The request
Copy out all of the data below, including each request, but multiply every point coordinate in the answers by 1.5 and round it to a whole number, with halves rounded up. Leave the pictures out of your copy.
◇ ◇ ◇
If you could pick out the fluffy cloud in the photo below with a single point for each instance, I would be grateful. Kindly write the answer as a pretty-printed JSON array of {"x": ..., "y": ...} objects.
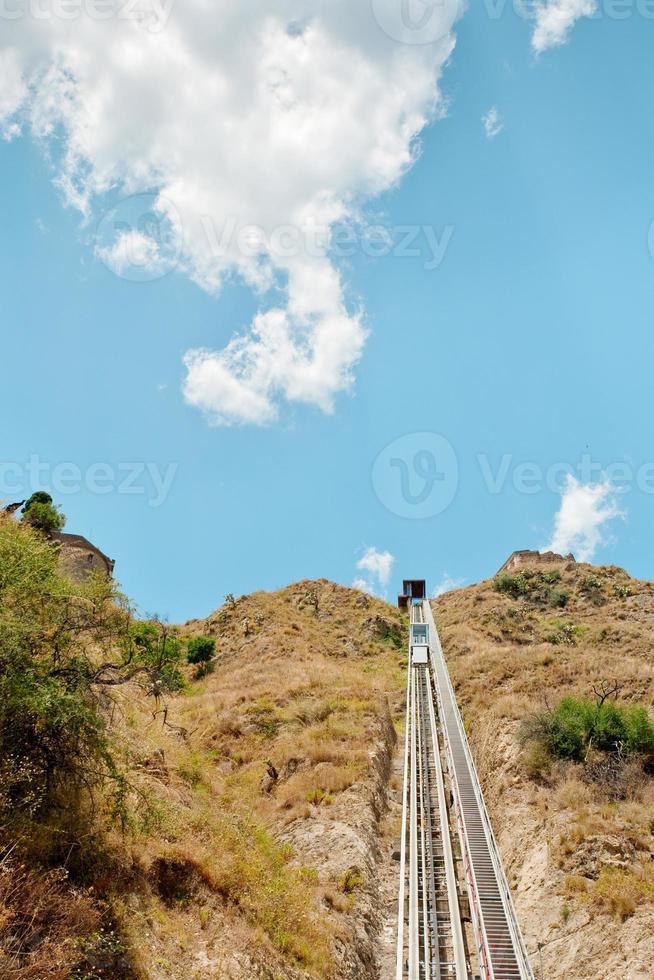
[
  {"x": 447, "y": 584},
  {"x": 555, "y": 19},
  {"x": 492, "y": 123},
  {"x": 583, "y": 515},
  {"x": 261, "y": 126},
  {"x": 377, "y": 566}
]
◇ ◇ ◇
Task solution
If you could pick out the fluffy cloud in the photo below with a single point for each instance, I would be grateful. Kindly write the answer as a pretty-printed JSON array of {"x": ..., "y": ...} objects.
[
  {"x": 671, "y": 876},
  {"x": 833, "y": 29},
  {"x": 738, "y": 185},
  {"x": 875, "y": 773},
  {"x": 392, "y": 189},
  {"x": 566, "y": 849}
]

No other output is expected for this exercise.